→ **Problems to solve**
1. Answer these from the passage on authenticating evidence in Florida, one answer a line, marked as the questions are:
(a) Which court case is cited for the point that a photographer's testimony is not needed to authenticate a photograph?
(b) Which Florida statute gives the definition of photographs?
(c) Under which Florida statute would the defense file a Notice of Intent to Rely on a Business Records Certification?
2. Please list everything that the passage on authenticating evidence in Florida says the definition of photographs includes under Florida's evidentiary code.
3. From the passage on authenticating evidence in Florida, return the stretch that begins at the words "1. First, the" and stops after "known access point.)", copied word for word.

→ **Given text**
....................

Multimedia records (i.e. videos and pictures) are actually some of the easiest records to authenticate.

When it comes to visual evidence, such as pictures or videos of a person, the defense (or state) would only need one person to testify that the person in the video or picture is the person in question. See Bryant v. State, 810 So. 2d 532 (Fla. 1st DCA 2002) (Any witness can testify that a photograph is a fair and accurate representation of the individual, and the photographer’s testimony is not necessary to authenticate the photograph.)

Notably, under Florida’s evidentiary code, the definition of photographs includes “still photographs, X-ray films, videotapes, and motion pictures.” Florida Statute 90.951

Social Media Records

Trayvon Martin’s social media records would seem to pose a slightly different problem, because as far as I can tell, they were obtained directly from Twitter (or other social media accounts).

Assuming the records did not exist on his phone, authentication of the records would be a multi-step process.

  1. First, the defense would have to identify Trayvon Martin’s actual social media accounts (likely through his known email address, cell phone number, or ip address from last known access point.)
  2. Second, the defense would have to subpoena Trayvon Martin’s social media records.
  3. Third, once received, the defense would have to either list a Business Records custodian or file a Notice of Intent to Rely on a Business Records Certification under Florida Statute 92.605.

....................

→ **Extracted entries**
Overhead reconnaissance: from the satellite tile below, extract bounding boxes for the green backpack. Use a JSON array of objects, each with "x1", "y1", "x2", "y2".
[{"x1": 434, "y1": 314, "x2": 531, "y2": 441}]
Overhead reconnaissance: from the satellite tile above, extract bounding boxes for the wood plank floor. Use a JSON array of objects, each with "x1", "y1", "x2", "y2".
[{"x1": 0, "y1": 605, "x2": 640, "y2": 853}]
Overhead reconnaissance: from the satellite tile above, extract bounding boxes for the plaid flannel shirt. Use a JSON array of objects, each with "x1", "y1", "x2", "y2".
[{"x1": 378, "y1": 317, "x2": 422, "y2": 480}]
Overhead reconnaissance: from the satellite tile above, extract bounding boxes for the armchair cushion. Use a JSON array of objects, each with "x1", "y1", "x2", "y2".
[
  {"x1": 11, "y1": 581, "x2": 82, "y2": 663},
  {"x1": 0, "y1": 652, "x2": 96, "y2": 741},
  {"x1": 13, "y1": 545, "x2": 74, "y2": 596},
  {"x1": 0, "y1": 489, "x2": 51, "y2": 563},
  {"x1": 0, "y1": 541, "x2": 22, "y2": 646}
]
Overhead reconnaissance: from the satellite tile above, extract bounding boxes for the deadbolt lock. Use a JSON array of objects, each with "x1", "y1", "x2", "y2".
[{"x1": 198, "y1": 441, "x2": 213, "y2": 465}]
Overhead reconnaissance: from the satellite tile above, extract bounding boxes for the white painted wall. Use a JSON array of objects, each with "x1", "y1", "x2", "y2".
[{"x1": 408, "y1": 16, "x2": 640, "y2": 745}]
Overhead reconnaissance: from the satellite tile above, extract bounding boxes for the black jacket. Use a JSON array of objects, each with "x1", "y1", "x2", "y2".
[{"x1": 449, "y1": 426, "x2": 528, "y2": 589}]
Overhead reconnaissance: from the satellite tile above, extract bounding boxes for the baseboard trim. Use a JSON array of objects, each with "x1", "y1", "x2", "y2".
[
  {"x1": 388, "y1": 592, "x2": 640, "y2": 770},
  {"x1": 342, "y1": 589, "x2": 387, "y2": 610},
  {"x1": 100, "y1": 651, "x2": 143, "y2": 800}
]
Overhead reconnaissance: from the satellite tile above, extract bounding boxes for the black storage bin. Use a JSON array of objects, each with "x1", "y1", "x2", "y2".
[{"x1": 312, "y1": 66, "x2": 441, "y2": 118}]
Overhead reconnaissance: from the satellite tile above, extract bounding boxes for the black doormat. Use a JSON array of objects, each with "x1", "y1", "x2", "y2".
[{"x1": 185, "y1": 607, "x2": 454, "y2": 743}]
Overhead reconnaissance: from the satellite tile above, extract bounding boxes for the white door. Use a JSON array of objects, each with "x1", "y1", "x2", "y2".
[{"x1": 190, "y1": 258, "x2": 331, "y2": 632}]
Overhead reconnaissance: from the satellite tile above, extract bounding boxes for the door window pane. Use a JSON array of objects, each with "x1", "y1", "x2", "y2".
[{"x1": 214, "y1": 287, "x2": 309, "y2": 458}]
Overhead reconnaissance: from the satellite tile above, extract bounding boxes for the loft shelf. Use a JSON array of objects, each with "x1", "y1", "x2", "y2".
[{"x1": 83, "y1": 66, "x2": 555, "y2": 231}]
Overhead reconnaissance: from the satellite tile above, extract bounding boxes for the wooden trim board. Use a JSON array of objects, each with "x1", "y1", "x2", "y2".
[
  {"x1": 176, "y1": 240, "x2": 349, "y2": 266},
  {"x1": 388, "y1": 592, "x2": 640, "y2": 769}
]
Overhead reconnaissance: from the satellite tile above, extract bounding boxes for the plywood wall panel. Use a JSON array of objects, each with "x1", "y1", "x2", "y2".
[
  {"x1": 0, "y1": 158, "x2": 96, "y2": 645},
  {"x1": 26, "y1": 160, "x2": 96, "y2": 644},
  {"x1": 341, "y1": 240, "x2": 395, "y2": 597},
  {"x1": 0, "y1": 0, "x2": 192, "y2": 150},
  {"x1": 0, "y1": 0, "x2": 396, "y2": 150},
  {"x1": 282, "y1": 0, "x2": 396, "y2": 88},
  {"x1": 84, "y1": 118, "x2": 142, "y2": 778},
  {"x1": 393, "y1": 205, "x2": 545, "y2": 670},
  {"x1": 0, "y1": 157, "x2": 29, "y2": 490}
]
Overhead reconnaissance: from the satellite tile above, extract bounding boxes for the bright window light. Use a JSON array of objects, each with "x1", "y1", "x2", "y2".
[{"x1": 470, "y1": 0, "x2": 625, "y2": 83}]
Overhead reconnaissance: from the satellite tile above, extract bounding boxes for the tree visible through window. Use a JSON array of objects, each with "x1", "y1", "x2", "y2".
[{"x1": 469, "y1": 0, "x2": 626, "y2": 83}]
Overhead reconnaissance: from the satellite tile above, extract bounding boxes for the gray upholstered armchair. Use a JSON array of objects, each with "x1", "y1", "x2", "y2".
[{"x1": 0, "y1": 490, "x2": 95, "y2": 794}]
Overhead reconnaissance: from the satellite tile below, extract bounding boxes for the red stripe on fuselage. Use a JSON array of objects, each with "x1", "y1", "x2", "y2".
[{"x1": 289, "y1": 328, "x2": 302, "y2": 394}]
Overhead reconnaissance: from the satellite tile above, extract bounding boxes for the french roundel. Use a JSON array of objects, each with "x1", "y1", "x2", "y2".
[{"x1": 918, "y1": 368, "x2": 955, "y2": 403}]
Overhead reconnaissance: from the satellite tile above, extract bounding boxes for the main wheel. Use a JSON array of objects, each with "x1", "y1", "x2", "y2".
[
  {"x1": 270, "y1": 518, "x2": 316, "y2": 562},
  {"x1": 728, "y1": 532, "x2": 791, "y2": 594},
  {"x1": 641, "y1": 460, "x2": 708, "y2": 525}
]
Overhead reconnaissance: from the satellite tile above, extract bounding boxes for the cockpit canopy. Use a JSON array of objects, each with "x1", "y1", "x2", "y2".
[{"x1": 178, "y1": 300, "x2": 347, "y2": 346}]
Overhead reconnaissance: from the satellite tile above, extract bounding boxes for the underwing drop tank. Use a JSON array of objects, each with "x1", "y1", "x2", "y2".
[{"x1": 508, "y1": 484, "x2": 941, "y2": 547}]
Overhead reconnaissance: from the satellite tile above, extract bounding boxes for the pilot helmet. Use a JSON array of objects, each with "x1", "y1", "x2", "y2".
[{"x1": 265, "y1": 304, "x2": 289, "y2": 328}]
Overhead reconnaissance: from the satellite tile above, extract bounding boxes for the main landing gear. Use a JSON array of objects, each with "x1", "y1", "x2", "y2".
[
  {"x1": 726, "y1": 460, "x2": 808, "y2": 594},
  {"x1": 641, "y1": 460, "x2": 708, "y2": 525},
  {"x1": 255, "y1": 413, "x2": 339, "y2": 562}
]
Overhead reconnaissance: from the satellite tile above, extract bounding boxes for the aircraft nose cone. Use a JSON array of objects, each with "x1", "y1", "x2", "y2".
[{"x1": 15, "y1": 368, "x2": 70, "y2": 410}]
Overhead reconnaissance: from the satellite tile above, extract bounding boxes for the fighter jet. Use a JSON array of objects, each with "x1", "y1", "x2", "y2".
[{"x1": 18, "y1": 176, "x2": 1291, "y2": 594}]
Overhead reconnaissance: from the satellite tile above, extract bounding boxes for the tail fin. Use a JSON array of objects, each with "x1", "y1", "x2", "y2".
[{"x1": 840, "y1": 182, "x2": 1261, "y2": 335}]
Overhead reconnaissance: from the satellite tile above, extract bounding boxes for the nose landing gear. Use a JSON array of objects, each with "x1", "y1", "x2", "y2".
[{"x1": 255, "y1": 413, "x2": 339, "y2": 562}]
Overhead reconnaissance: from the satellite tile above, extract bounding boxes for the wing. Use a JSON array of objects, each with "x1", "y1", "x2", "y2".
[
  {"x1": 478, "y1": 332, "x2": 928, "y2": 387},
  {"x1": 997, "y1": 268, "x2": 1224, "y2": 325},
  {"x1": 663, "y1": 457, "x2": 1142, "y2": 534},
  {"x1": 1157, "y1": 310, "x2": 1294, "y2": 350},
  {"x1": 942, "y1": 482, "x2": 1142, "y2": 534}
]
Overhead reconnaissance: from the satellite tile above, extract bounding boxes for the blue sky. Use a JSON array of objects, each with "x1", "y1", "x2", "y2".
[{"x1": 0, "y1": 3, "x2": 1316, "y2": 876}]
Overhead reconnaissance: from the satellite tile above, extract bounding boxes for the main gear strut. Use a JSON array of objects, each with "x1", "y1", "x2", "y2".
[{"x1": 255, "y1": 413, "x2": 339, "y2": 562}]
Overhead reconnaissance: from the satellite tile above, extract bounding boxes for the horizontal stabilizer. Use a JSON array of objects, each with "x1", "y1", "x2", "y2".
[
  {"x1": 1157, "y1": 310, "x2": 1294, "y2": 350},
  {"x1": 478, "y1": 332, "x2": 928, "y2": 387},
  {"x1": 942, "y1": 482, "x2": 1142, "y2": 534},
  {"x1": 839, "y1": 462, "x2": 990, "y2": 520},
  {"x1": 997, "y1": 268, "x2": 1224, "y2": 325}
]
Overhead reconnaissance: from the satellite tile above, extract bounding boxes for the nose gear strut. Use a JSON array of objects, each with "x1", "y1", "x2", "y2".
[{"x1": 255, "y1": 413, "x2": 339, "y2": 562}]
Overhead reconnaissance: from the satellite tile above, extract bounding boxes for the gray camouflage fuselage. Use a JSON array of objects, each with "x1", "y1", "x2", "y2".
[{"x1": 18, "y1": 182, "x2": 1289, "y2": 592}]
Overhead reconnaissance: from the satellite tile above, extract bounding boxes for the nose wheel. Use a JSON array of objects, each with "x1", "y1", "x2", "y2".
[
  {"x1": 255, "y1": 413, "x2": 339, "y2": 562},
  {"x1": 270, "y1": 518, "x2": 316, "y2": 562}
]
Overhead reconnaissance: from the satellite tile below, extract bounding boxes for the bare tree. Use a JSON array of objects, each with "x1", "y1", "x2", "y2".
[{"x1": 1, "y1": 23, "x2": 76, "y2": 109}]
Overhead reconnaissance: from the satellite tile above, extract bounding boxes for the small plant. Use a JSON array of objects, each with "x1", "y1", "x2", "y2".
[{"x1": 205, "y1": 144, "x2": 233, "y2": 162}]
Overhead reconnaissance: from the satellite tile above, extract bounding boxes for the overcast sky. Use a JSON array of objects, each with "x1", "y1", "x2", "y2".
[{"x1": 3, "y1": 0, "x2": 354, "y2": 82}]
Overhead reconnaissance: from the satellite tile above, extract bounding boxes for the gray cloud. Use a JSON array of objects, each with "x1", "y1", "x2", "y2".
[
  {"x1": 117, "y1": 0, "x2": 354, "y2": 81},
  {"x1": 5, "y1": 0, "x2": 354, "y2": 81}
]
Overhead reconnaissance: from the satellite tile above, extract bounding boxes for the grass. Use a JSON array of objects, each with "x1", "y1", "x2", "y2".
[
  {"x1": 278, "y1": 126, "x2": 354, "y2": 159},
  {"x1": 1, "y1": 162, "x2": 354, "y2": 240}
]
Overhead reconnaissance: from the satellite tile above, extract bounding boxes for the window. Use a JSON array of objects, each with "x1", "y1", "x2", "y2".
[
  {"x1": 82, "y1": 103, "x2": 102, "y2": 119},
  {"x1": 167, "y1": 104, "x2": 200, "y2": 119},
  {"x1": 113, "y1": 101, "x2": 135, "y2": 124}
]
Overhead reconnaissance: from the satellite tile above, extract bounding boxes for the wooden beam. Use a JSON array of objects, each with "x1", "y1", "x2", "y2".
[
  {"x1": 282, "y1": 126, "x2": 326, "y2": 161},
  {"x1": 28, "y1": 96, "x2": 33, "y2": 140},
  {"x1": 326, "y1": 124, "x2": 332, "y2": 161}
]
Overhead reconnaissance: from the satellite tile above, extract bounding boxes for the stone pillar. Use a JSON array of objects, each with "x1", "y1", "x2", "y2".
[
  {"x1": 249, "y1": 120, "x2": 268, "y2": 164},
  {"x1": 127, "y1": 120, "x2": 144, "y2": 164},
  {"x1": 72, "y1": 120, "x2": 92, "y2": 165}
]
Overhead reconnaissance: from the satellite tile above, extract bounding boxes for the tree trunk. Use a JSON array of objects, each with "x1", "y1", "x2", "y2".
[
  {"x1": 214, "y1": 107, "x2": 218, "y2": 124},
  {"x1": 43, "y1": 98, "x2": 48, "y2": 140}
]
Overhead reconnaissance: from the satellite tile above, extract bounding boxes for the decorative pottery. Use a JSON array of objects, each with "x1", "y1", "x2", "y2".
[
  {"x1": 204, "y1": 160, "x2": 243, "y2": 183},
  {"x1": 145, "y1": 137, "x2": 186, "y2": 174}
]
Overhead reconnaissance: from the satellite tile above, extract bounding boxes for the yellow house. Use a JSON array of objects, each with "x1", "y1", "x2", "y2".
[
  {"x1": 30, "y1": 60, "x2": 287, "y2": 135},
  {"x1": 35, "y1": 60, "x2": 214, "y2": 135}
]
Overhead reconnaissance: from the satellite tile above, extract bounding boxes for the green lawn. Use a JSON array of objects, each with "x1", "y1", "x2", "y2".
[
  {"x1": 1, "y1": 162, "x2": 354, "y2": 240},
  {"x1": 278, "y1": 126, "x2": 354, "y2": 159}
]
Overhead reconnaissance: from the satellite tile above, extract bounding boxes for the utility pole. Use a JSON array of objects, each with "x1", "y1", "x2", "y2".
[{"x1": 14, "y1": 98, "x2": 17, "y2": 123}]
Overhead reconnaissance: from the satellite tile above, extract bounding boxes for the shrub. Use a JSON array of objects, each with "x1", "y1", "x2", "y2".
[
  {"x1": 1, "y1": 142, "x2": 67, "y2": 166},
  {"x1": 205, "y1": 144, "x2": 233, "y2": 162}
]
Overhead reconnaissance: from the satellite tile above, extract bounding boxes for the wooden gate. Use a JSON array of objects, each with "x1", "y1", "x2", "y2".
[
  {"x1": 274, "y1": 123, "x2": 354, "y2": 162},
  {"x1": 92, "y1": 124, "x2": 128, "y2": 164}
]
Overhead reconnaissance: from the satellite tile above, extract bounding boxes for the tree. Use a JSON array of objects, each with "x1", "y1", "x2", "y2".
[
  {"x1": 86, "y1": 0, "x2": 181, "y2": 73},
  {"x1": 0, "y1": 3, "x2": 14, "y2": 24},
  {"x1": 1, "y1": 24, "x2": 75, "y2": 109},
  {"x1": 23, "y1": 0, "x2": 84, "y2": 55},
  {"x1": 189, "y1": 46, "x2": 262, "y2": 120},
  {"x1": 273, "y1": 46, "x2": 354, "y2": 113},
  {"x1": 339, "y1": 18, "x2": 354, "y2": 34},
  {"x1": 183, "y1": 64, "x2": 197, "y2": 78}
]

....................

→ **Results of the exercise**
1.
(a) Bryant v. State, 810 So. 2d 532 (Fla. 1st DCA 2002)
(b) Florida Statute 90.951
(c) Florida Statute 92.605

2.
- still photographs
- X-ray films
- videotapes
- motion pictures

3.
1. First, the defense would have to identify Trayvon Martin’s actual social media accounts (likely through his known email address, cell phone number, or ip address from last known access point.)